* **Problema da risolvere**:
Conta quante righe dei record riportati qui sotto contengono la parola "with" e scrivi soltanto il numero.

Record del dataset di annotazione a punti:
_ _ _
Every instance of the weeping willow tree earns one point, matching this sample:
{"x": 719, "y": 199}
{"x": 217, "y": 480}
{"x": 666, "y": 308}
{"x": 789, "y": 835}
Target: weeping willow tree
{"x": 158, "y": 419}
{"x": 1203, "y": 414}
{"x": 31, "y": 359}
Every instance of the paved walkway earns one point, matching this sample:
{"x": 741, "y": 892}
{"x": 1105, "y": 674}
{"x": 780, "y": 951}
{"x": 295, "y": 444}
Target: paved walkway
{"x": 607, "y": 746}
_ _ _
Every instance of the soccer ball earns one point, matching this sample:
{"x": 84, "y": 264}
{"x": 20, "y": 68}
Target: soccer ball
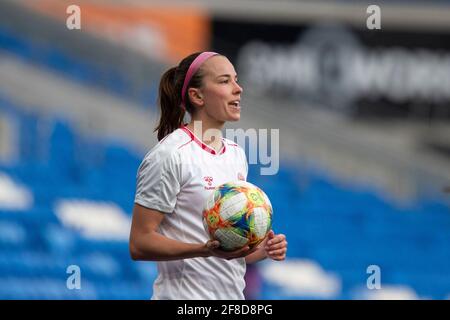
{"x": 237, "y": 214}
_ _ _
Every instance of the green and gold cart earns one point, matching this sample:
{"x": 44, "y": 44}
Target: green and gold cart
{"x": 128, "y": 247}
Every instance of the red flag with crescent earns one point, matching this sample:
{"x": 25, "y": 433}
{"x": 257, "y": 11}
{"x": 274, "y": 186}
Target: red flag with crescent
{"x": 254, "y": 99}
_ _ _
* **Soluzione del compito**:
2